### [EXERCISE DATA]
↓↓↓
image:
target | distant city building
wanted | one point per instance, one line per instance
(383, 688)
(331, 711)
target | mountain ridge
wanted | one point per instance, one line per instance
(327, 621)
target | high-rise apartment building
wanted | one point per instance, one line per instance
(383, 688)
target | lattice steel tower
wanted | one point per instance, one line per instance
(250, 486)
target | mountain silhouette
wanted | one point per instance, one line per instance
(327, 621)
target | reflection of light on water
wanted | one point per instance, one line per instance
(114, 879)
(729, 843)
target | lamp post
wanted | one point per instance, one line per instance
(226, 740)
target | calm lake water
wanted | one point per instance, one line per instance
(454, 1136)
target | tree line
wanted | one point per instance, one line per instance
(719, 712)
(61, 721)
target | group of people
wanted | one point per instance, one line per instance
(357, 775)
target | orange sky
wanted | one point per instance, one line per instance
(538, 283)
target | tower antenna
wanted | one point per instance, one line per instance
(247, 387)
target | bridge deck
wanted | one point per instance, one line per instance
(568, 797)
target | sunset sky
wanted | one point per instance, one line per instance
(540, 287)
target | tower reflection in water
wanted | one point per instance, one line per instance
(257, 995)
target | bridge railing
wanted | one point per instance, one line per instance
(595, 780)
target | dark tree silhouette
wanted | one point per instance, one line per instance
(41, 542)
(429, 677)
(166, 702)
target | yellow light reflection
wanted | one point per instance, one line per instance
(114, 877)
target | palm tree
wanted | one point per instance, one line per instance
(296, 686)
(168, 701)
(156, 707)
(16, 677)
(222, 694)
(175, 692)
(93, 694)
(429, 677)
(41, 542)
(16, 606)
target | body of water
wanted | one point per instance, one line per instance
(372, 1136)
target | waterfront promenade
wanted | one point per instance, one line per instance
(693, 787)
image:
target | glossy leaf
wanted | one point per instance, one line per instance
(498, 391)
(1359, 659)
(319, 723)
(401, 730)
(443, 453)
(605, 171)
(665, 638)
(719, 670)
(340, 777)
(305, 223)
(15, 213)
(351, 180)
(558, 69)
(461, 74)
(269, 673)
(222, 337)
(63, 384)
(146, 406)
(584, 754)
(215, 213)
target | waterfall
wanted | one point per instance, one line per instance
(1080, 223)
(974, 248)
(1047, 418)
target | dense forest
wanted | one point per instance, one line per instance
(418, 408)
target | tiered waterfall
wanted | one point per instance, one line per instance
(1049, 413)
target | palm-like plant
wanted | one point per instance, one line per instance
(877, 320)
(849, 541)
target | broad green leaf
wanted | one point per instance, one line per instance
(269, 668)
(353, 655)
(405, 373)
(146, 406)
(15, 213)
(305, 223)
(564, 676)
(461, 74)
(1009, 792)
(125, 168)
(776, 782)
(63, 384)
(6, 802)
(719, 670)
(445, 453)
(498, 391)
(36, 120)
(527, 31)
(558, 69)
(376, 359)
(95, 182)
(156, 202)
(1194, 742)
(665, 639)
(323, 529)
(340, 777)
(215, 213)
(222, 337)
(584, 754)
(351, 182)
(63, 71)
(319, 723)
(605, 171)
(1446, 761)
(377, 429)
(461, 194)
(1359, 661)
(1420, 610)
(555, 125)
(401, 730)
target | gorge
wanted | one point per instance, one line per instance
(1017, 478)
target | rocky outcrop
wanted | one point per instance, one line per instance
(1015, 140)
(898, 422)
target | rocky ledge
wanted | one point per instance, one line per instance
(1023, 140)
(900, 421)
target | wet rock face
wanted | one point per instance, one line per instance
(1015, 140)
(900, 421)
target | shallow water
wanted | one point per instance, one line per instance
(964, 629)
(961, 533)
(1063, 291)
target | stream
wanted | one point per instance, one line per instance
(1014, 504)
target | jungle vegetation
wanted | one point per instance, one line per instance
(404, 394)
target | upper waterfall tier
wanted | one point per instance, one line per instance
↑↑↑
### [SET PROBLEM]
Reproduce all of the material above line for line, without changing a single character.

### [ANSWER TO THE EXERCISE]
image:
target | distant city building
wanted | one point per instance, one line per instance
(383, 688)
(331, 711)
target | mountain ridge
wanted | one point per instance, one line per instance
(327, 621)
target | high-rise apartment building
wanted | one point per instance, one line per instance
(383, 688)
target | lattice steel tower
wanted | one point per instance, one line per instance
(250, 486)
target | mountain silhouette
wanted | one point per instance, one line per instance
(327, 621)
target | reflection of light on water
wanted | one point per instance, one line per instance
(114, 879)
(729, 843)
target | lamp post
wanted | one point per instance, one line per instance
(226, 740)
target | calm lake water
wanted | one point per instance, one line per instance
(454, 1136)
target | tree line
wanted | one point per instance, one line per instance
(719, 712)
(61, 721)
target | group of people
wanted | one point per instance, one line per instance
(357, 775)
target | orange sky
wanted | one point per instance, one line per instance
(538, 283)
target | tower antenna
wanted | one point per instance, one line per instance
(247, 387)
target | bridge deck
wanted | one point per instance, one line per instance
(568, 797)
target | sunset sky
wanted | one point per instance, one line per instance
(540, 287)
target | tower reflection in water
wanted | one point per instance, one line per instance
(257, 995)
target | bridge railing
wanted | one point per instance, one line per instance
(595, 780)
target | dark tree silhouette
wanted | one point per instance, one line per instance
(41, 542)
(429, 677)
(166, 702)
target | yellow light reflection
wanted | one point per instance, one line per instance
(114, 877)
target | palm tree
wanted | one point per instance, one line per instance
(296, 686)
(168, 701)
(156, 707)
(16, 677)
(222, 694)
(175, 692)
(93, 694)
(429, 677)
(41, 542)
(16, 606)
target | body of water
wanted | one point per instance, one line per instance
(372, 1136)
target | waterfront promenade
wanted | one point per instance, one line per instance
(693, 787)
image:
target | glossy leaf
wanted | one point per instance, one line per instance
(498, 391)
(1359, 659)
(319, 723)
(401, 730)
(443, 453)
(605, 171)
(665, 638)
(719, 670)
(340, 777)
(305, 223)
(15, 213)
(351, 180)
(558, 69)
(461, 74)
(269, 673)
(222, 337)
(63, 384)
(146, 406)
(584, 754)
(215, 213)
target | waterfall
wanted | one point per instance, one line per instance
(1080, 223)
(974, 248)
(1047, 418)
target | dense forest
wanted | one point per instance, one line per instance
(418, 408)
target | tiered waterfall
wanted | one point per instance, one line per instance
(1049, 413)
target | palm-like plant
wanted | one point per instance, one line per instance
(877, 320)
(849, 541)
target | broad green leaf
wanted | one point per instance, one line per instance
(269, 668)
(353, 655)
(405, 373)
(146, 406)
(15, 213)
(305, 223)
(564, 676)
(461, 74)
(1009, 792)
(125, 168)
(776, 782)
(63, 384)
(6, 802)
(719, 670)
(445, 453)
(498, 391)
(36, 120)
(527, 31)
(558, 69)
(376, 359)
(95, 182)
(156, 202)
(1194, 742)
(665, 639)
(323, 529)
(340, 777)
(215, 213)
(222, 337)
(584, 754)
(351, 182)
(63, 71)
(319, 723)
(605, 171)
(1446, 761)
(377, 429)
(461, 194)
(1359, 661)
(1420, 610)
(555, 125)
(401, 730)
target | gorge
wanted | one point per instance, one line per instance
(1017, 478)
target | rocky outcrop
wanted | one point per instance, one line per instance
(1015, 140)
(898, 422)
target | rocky ledge
wanted | one point per instance, one line per instance
(1023, 140)
(900, 421)
target | wet rock face
wanted | one point per instance, one line per instance
(1015, 140)
(900, 421)
target | shallow water
wanted | one point per instance, one line per instance
(964, 629)
(961, 533)
(1063, 291)
target | stream
wanted | one point per instance, one line per instance
(1014, 504)
target | jungle vegetation
wanted | one point per instance, one line per instance
(404, 394)
target | upper waterfall tier
wanted | one point per instance, one line per instance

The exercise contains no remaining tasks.